EXCERPT section start
Wait, so Ellie gets to sleep the sleep of the innocent while Dina has to stay awake for hours, clutching her gun and waiting in terror and anguish for her favorite person in the world to turn into a monster? That’s an extremely lopsided bargain.

Ellie does eventually wake up to rainwater dripping on her face and a flashlight shining in her face. But when it’s clear that Ellie’s still Ellie, Dina — who’s likely just spent her worst night ever, and that’s saying something in this new world — inches forward, shakily opens her mouth, and blurts out, “I’m pregnant.” 

She drops the lantern and lunges forward to kiss Ellie, and the women sink to the floor to finally finish what they started on New Year’s Eve. Let’s hear it for life-affirming, we-faced-down-death-and-somehow-survived sex!

After a night being sleepless in Seattle, Ellie and Dina wake up entwined. (Dina’s the little spoon.) They take care of their morning breath with some beef jerky, then kiss and cuddle back up to talk. Dina realizes that Ellie’s chemical burn and tattoo cover where she was bitten before, and Ellie jokes, “I wanted to wear long sleeves again.”
EXCERPT section end
RECORDS section start
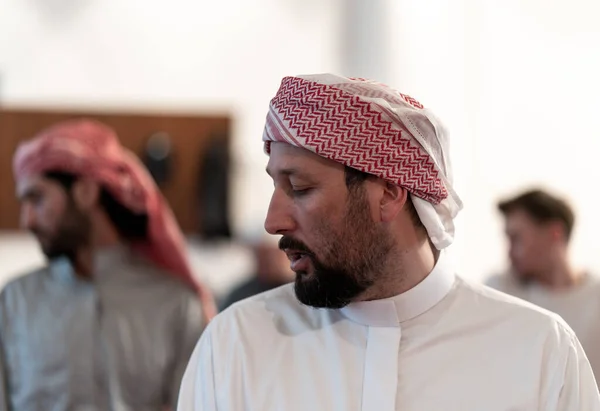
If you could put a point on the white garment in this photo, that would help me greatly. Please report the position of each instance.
(579, 306)
(446, 345)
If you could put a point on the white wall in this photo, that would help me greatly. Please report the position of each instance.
(515, 81)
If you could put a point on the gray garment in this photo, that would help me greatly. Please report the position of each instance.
(119, 343)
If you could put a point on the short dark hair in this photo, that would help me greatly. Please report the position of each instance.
(543, 208)
(356, 177)
(130, 226)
RECORDS section end
EXERCISE SET =
a) In the Ellie and Dina excerpt, what do the two eat to take care of their morning breath?
b) Does each statement agree with the Ellie and Dina excerpt? (i) Ellie wakes up to rainwater dripping on her face. (ii) Ellie is the little spoon. (iii) Dina stays awake for hours holding her gun.
c) How would you put this sentence from the Ellie and Dina excerpt into Spanish: "After a night being sleepless in Seattle, Ellie and Dina wake up entwined."
None of the items matters here.

OUTPUTS BY TASK =
a) Some beef jerky.

b)
(i) Yes: "Ellie does eventually wake up to rainwater dripping on her face"
(ii) No: "(Dina’s the little spoon.)"
(iii) Yes: "Dina has to stay awake for hours, clutching her gun"

c) Tras una noche sin dormir en Seattle, Ellie y Dina se despiertan entrelazadas.